(What the task asks)
Turn the part of the material that begins with the line containing "Where can you spot the boat" and ends with the line containing "column 56, row 64" into a numbered list, leaving out any blank lines. Include both of those lines and nothing outside that span.

(Entries from a point annotation set)
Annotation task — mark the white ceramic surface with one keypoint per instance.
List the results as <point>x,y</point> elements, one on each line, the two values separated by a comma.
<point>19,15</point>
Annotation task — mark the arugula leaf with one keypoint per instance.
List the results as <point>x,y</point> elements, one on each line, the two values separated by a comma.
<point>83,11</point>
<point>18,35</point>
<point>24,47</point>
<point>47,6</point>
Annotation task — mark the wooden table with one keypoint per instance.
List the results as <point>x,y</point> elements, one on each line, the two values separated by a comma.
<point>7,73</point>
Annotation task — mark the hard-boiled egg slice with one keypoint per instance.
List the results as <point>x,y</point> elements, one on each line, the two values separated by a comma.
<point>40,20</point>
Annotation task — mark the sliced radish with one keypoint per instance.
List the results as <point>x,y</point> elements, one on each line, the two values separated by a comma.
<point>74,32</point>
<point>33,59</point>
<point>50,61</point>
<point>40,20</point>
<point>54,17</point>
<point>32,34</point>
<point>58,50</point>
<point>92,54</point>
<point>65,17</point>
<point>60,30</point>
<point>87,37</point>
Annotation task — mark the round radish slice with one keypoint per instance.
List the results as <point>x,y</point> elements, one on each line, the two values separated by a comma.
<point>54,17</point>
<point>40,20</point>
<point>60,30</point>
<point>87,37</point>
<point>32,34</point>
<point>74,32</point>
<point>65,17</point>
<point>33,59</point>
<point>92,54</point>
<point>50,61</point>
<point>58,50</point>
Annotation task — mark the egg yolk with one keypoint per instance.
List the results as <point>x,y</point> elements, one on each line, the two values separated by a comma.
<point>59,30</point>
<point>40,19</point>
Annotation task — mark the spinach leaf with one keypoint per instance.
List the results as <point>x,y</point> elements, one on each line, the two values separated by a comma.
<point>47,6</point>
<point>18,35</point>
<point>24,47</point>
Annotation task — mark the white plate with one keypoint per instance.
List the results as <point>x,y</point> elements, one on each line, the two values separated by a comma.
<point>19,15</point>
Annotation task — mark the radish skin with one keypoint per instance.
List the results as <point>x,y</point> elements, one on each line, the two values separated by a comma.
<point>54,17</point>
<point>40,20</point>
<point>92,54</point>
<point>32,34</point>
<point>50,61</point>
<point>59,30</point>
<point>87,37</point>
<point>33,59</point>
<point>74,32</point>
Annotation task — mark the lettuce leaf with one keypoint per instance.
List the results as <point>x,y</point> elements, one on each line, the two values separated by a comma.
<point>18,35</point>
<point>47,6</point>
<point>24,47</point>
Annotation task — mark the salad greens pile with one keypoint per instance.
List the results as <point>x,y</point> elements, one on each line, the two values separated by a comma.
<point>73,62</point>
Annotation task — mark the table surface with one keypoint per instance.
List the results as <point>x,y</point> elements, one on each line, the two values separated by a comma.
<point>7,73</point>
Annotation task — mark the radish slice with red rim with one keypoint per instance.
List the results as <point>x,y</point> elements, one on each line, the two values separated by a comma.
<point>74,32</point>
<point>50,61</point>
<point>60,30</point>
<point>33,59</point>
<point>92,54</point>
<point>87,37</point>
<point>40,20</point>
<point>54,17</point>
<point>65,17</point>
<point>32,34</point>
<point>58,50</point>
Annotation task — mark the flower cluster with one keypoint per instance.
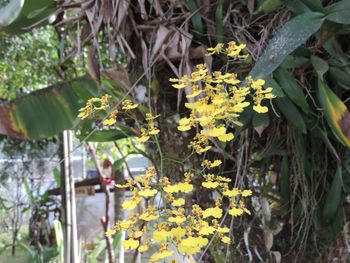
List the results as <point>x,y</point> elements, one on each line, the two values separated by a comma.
<point>150,130</point>
<point>160,211</point>
<point>177,224</point>
<point>95,105</point>
<point>218,99</point>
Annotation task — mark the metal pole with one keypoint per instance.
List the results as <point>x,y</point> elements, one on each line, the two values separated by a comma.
<point>70,232</point>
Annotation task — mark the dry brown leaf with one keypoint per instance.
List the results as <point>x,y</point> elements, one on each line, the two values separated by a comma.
<point>161,37</point>
<point>117,75</point>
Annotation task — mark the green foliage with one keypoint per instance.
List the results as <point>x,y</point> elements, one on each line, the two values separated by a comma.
<point>28,62</point>
<point>293,34</point>
<point>56,109</point>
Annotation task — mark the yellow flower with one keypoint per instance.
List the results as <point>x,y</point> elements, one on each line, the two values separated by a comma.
<point>260,109</point>
<point>210,184</point>
<point>214,132</point>
<point>154,131</point>
<point>177,219</point>
<point>128,105</point>
<point>109,121</point>
<point>214,212</point>
<point>226,137</point>
<point>161,235</point>
<point>143,248</point>
<point>206,230</point>
<point>234,211</point>
<point>185,187</point>
<point>226,240</point>
<point>223,230</point>
<point>182,83</point>
<point>161,255</point>
<point>132,203</point>
<point>149,116</point>
<point>184,128</point>
<point>178,232</point>
<point>223,179</point>
<point>178,202</point>
<point>144,136</point>
<point>110,232</point>
<point>215,50</point>
<point>148,216</point>
<point>147,192</point>
<point>231,193</point>
<point>246,193</point>
<point>130,244</point>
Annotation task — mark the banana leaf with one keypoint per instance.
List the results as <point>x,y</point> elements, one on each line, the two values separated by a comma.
<point>19,15</point>
<point>46,112</point>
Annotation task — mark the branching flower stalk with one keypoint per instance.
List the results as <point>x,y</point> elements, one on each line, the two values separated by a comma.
<point>218,99</point>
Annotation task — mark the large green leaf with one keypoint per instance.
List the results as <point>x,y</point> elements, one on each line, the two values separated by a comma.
<point>291,113</point>
<point>336,113</point>
<point>291,88</point>
<point>46,112</point>
<point>293,34</point>
<point>339,12</point>
<point>19,15</point>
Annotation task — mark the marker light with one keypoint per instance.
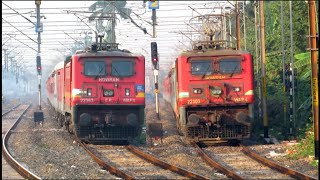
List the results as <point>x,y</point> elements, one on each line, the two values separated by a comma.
<point>89,92</point>
<point>127,92</point>
<point>197,90</point>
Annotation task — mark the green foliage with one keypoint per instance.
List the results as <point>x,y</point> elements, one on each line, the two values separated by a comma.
<point>274,63</point>
<point>305,148</point>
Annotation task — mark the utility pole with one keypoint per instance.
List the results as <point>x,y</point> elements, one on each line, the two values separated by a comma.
<point>283,73</point>
<point>5,60</point>
<point>113,23</point>
<point>38,58</point>
<point>263,72</point>
<point>292,97</point>
<point>314,75</point>
<point>237,25</point>
<point>258,62</point>
<point>244,25</point>
<point>154,53</point>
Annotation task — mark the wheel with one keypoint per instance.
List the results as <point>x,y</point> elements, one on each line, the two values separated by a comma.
<point>179,128</point>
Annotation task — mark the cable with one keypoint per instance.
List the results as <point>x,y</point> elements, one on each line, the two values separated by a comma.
<point>23,43</point>
<point>20,31</point>
<point>19,14</point>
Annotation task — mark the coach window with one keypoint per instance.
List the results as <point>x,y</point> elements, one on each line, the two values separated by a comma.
<point>94,68</point>
<point>201,67</point>
<point>121,68</point>
<point>230,66</point>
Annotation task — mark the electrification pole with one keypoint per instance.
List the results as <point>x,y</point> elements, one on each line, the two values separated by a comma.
<point>154,53</point>
<point>283,73</point>
<point>263,72</point>
<point>5,60</point>
<point>314,74</point>
<point>244,25</point>
<point>38,2</point>
<point>113,22</point>
<point>258,62</point>
<point>292,97</point>
<point>238,25</point>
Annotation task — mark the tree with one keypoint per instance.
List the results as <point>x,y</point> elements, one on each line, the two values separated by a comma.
<point>103,9</point>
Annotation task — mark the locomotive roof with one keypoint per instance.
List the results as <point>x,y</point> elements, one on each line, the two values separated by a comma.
<point>108,53</point>
<point>220,52</point>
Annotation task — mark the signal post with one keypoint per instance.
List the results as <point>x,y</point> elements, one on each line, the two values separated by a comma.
<point>314,74</point>
<point>38,116</point>
<point>154,54</point>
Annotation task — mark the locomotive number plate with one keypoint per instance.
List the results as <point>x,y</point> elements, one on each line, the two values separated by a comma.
<point>193,101</point>
<point>87,100</point>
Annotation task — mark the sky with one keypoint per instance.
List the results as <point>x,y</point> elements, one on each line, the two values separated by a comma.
<point>60,29</point>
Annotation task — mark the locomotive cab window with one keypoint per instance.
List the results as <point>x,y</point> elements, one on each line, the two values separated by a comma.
<point>202,67</point>
<point>94,68</point>
<point>230,66</point>
<point>121,68</point>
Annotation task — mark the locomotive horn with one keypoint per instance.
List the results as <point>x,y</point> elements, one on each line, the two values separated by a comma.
<point>193,120</point>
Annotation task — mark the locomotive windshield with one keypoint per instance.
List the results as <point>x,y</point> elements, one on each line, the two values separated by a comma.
<point>201,67</point>
<point>121,68</point>
<point>229,66</point>
<point>94,68</point>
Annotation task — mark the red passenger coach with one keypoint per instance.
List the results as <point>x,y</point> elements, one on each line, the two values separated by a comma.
<point>211,93</point>
<point>99,94</point>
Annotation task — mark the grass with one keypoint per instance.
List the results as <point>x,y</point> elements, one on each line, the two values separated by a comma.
<point>305,148</point>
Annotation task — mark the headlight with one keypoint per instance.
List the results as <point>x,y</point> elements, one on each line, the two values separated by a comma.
<point>108,92</point>
<point>216,91</point>
<point>236,89</point>
<point>197,91</point>
<point>127,92</point>
<point>89,92</point>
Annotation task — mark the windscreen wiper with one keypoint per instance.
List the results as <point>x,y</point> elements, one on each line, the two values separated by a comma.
<point>235,68</point>
<point>204,75</point>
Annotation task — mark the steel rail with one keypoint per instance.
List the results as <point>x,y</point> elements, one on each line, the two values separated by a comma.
<point>10,110</point>
<point>163,164</point>
<point>6,154</point>
<point>215,164</point>
<point>110,168</point>
<point>274,165</point>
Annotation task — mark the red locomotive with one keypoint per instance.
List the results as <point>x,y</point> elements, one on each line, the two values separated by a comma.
<point>99,94</point>
<point>211,92</point>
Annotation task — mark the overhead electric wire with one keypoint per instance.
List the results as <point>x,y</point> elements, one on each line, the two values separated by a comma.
<point>20,31</point>
<point>18,13</point>
<point>23,43</point>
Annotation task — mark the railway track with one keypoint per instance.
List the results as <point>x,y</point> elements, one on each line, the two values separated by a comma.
<point>10,120</point>
<point>246,164</point>
<point>130,162</point>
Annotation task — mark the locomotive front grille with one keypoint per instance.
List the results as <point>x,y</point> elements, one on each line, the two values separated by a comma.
<point>224,132</point>
<point>113,133</point>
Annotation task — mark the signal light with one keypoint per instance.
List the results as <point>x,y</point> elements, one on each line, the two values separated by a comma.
<point>154,54</point>
<point>39,65</point>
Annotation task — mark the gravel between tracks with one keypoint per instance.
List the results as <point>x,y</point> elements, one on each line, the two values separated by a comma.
<point>49,151</point>
<point>172,145</point>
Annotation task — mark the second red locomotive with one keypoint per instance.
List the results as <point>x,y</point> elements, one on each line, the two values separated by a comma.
<point>99,94</point>
<point>211,92</point>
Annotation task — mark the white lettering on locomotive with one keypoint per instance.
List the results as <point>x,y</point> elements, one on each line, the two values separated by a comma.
<point>86,100</point>
<point>239,99</point>
<point>129,100</point>
<point>109,79</point>
<point>193,101</point>
<point>108,100</point>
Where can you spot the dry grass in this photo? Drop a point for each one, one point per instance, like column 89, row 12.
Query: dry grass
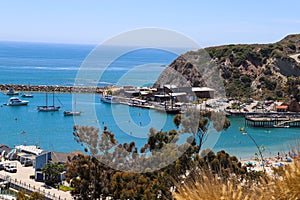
column 209, row 187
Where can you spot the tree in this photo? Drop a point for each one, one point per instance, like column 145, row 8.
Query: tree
column 52, row 173
column 36, row 196
column 22, row 195
column 197, row 123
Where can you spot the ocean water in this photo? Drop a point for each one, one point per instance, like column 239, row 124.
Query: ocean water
column 58, row 64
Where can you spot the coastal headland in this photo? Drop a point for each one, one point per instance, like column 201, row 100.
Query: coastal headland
column 55, row 88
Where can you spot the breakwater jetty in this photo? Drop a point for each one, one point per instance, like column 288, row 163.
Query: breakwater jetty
column 55, row 88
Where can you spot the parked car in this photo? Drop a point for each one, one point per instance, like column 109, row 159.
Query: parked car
column 10, row 168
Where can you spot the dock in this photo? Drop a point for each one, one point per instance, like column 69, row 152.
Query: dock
column 285, row 121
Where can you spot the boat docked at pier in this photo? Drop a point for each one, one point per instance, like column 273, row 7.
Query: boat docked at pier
column 15, row 101
column 72, row 112
column 48, row 108
column 27, row 95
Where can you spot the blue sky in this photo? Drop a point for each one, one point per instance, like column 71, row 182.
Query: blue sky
column 209, row 23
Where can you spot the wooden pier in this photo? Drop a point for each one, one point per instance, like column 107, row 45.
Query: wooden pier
column 273, row 121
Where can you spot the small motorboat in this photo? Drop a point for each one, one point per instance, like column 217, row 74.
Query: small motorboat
column 11, row 92
column 15, row 101
column 27, row 95
column 72, row 113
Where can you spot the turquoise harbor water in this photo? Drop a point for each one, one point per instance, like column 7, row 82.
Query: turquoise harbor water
column 56, row 64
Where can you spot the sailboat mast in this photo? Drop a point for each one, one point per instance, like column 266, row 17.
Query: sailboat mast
column 46, row 99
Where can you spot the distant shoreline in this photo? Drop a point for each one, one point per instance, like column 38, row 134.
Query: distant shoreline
column 54, row 88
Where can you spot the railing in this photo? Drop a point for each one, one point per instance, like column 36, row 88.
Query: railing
column 19, row 185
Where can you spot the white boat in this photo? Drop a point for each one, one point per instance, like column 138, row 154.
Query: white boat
column 15, row 101
column 73, row 112
column 48, row 108
column 27, row 95
column 11, row 92
column 107, row 99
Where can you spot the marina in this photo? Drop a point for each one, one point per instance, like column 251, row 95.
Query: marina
column 284, row 121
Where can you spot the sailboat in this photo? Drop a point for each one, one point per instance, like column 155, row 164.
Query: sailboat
column 73, row 112
column 48, row 108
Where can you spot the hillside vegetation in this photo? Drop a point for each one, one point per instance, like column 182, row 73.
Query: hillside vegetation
column 262, row 71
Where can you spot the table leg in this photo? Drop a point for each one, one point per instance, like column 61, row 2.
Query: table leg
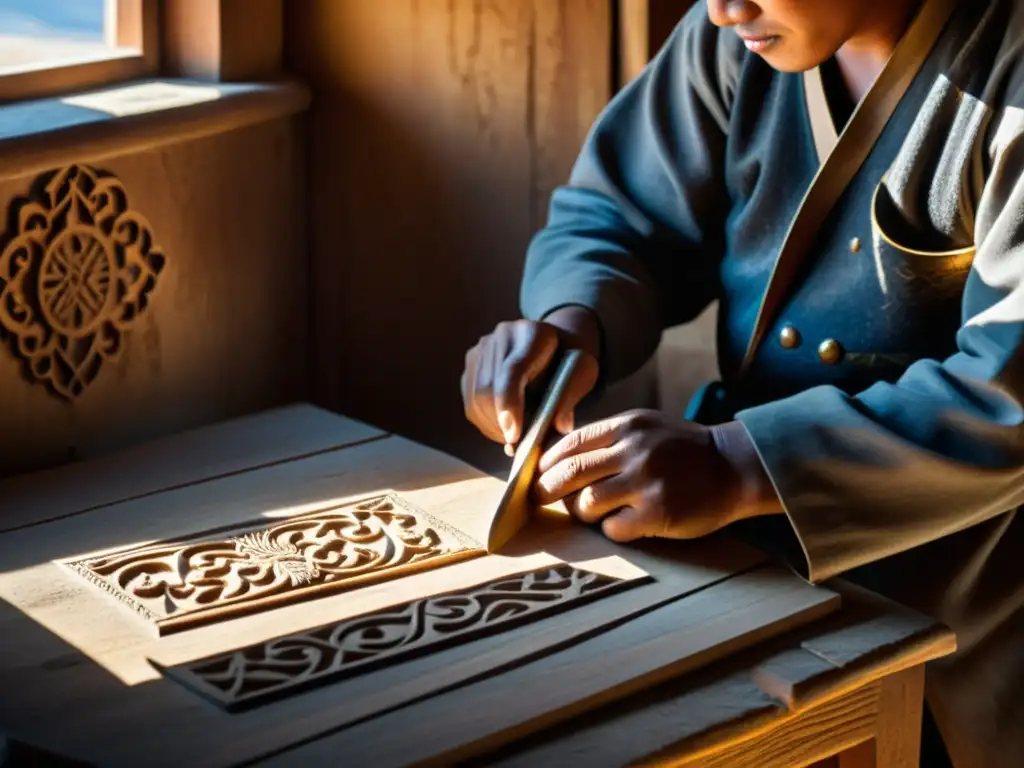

(Correct response)
1. Where can you spot the boat docked at pier in this photo? Drop a point for each one, one point per instance, like column 273, row 7.
2. Query: boat docked at pier
3. column 15, row 101
4. column 72, row 112
5. column 48, row 108
6. column 27, row 95
7. Where can you spot the blue sky in this photo? Drop a point for each one, one point per instance, like column 71, row 182.
8. Query: blue sky
9. column 209, row 23
10. Where can you spot the wooden pier in this photo? Drop a point for each one, one point per instance, like column 107, row 45.
11. Query: wooden pier
12. column 273, row 121
13. Where can you spot the small motorboat in this photo? Drop a point for each one, one point per instance, like column 217, row 74.
14. Query: small motorboat
15. column 11, row 92
16. column 15, row 101
17. column 27, row 95
18. column 72, row 113
19. Where can you spot the turquoise harbor water in this photo? Drop a point for each one, one point per instance, like column 7, row 82.
20. Query: turquoise harbor water
21. column 56, row 64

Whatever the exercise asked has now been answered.